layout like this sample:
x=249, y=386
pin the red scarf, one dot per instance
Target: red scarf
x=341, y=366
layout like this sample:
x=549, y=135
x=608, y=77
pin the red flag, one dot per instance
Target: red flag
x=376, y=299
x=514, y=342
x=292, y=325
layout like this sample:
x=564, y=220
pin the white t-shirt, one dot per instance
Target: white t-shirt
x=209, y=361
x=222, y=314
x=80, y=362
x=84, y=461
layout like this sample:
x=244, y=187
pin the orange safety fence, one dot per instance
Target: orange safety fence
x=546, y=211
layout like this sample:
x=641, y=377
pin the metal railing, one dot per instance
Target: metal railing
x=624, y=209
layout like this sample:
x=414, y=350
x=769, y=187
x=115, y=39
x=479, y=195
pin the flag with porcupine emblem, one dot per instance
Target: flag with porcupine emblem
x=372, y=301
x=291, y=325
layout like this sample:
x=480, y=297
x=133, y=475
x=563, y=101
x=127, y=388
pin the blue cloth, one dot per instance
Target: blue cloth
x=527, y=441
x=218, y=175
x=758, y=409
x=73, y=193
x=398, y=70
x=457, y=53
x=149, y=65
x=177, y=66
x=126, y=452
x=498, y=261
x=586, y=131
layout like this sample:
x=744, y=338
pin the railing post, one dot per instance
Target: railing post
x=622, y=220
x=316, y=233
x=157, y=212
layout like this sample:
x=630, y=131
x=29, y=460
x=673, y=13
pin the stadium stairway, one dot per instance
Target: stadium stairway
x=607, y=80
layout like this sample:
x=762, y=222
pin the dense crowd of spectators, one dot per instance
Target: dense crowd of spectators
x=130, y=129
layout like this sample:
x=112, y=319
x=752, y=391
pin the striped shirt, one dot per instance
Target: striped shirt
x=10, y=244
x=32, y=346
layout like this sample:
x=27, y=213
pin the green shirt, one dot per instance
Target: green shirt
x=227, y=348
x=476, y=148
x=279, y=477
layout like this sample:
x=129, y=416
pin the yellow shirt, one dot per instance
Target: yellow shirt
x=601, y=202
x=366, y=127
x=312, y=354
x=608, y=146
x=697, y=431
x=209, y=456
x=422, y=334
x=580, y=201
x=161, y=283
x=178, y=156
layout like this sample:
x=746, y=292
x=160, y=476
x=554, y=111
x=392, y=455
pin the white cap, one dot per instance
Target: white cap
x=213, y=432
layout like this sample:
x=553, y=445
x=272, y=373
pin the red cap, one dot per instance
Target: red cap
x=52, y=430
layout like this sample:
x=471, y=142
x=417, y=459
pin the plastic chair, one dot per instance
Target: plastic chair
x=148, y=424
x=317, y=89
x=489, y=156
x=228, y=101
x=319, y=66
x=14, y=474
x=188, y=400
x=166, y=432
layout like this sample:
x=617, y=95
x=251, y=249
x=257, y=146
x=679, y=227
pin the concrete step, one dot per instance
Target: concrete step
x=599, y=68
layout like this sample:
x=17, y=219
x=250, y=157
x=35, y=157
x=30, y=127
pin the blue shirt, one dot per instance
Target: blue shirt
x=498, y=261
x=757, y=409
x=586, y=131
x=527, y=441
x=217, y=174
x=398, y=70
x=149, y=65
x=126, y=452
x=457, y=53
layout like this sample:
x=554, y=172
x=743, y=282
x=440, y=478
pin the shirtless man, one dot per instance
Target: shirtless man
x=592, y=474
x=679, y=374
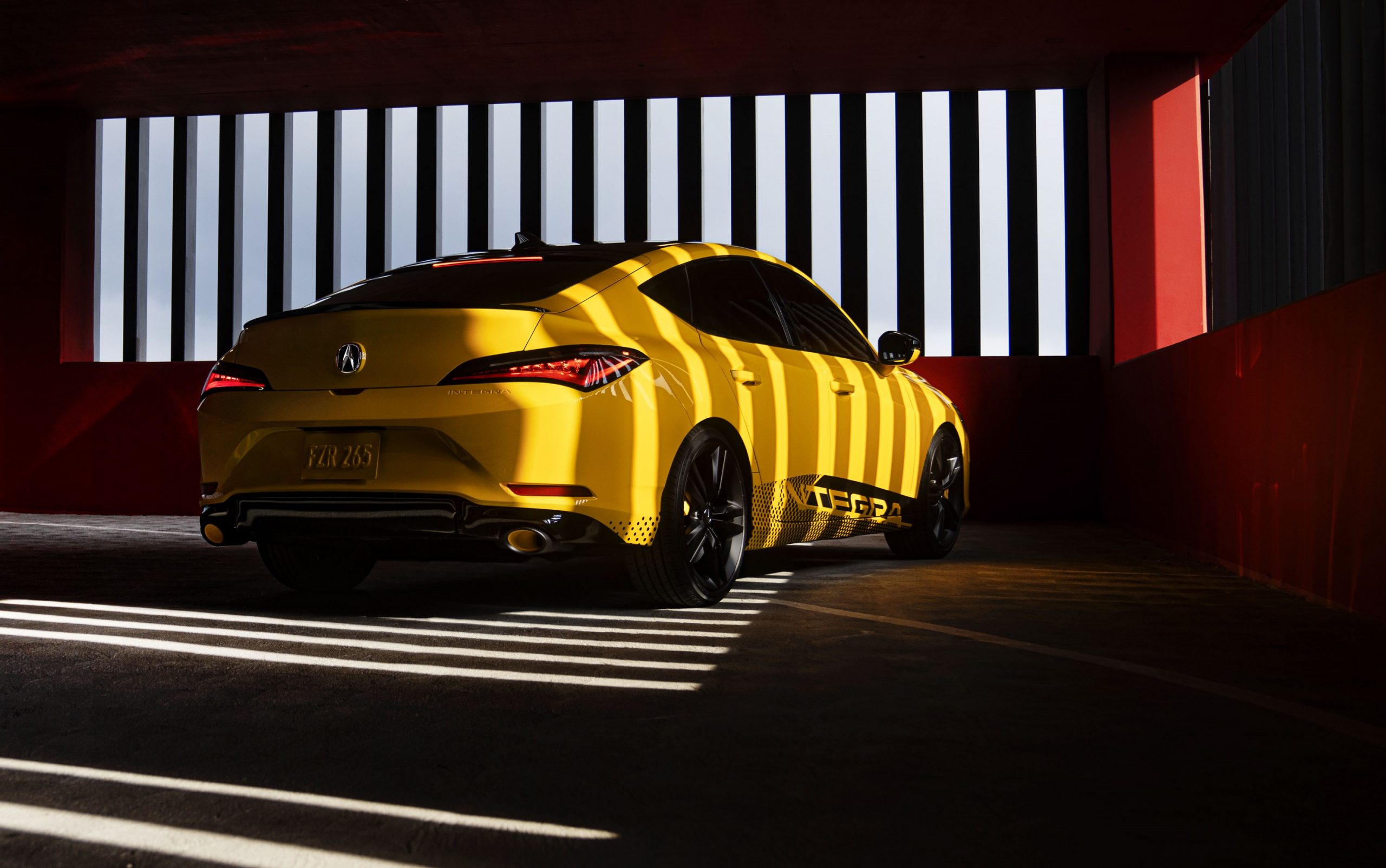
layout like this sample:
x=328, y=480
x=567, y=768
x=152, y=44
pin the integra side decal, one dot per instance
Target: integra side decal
x=846, y=499
x=813, y=507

* Given request *
Repeat the listing in full and exactly. Do not include any images.

* Result of this task *
layout like this sample:
x=249, y=386
pin the red scarf, one dot per instance
Target: red scarf
x=341, y=366
layout like this sample:
x=549, y=135
x=608, y=77
pin the red flag, one dot per instance
Target: red flag
x=376, y=299
x=514, y=342
x=292, y=325
layout like this sample:
x=564, y=220
pin the white t-shirt, one dot per instance
Target: white t-shirt
x=209, y=361
x=222, y=314
x=80, y=362
x=84, y=461
layout like this sample:
x=244, y=187
pin the orange safety fence, one dot per instance
Target: orange safety fence
x=546, y=211
layout like this sample:
x=641, y=377
pin the metal railing, one dot per instance
Target: metal railing
x=624, y=209
layout like this sample:
x=414, y=350
x=769, y=187
x=115, y=39
x=479, y=195
pin the flag with porcupine emblem, one dot per instance
Target: flag with porcupine emblem
x=372, y=301
x=291, y=325
layout like this sample:
x=480, y=297
x=133, y=475
x=563, y=101
x=127, y=388
pin the blue cloth, one dot per instance
Target: blue cloth
x=527, y=441
x=218, y=175
x=758, y=409
x=73, y=193
x=398, y=70
x=457, y=53
x=149, y=65
x=177, y=66
x=126, y=452
x=498, y=261
x=586, y=131
layout like this sample:
x=744, y=338
pin the railing post, one dot per instance
Target: railing post
x=622, y=220
x=316, y=233
x=157, y=212
layout like this sample:
x=630, y=131
x=29, y=460
x=673, y=13
pin the stadium stairway, one dot per instance
Target: stadium stairway
x=607, y=80
layout like this sample:
x=762, y=222
pin the dense crowd of spectators, one dot per instance
Target: dense crowd of spectators
x=130, y=129
layout like this sample:
x=112, y=319
x=752, y=391
pin the striped shirt, one dot per instance
Target: striped shirt
x=10, y=244
x=32, y=346
layout like this sample:
x=27, y=213
pin the green shirt, one dot per instance
Target: green shirt
x=227, y=348
x=476, y=148
x=279, y=477
layout like this sample:
x=129, y=416
pin the yellow shirt, one dot per instance
Target: yellow shirt
x=601, y=202
x=366, y=127
x=312, y=354
x=608, y=146
x=697, y=431
x=209, y=456
x=422, y=334
x=580, y=201
x=161, y=283
x=178, y=156
layout like this sample:
x=746, y=292
x=160, y=476
x=554, y=111
x=392, y=455
pin the white cap, one dot per instance
Target: white cap
x=213, y=432
layout like this sample:
x=553, y=445
x=272, y=373
pin the red cap, one dot per instance
Target: red cap
x=52, y=430
layout like this sample:
x=471, y=142
x=417, y=459
pin the plastic chair, one dot per instance
Target: plastic chair
x=148, y=424
x=317, y=89
x=489, y=156
x=228, y=101
x=319, y=66
x=14, y=474
x=188, y=400
x=166, y=432
layout like this sample:
x=617, y=95
x=251, y=249
x=257, y=146
x=679, y=227
pin the concrete step, one dot per instance
Target: concrete step
x=599, y=68
layout like this sample:
x=17, y=219
x=250, y=157
x=35, y=157
x=30, y=127
pin the blue shirt, one dot per instance
Target: blue shirt
x=498, y=261
x=757, y=409
x=586, y=131
x=527, y=441
x=217, y=174
x=398, y=70
x=149, y=65
x=126, y=452
x=457, y=53
layout like this sample:
x=554, y=172
x=743, y=282
x=440, y=478
pin the shirtless man, one dot per instance
Target: shirtless man
x=592, y=474
x=679, y=374
layout like this sample:
x=328, y=480
x=567, y=768
x=152, y=44
pin the integra side decal, one dot per instance
Target: integra side decal
x=846, y=499
x=813, y=507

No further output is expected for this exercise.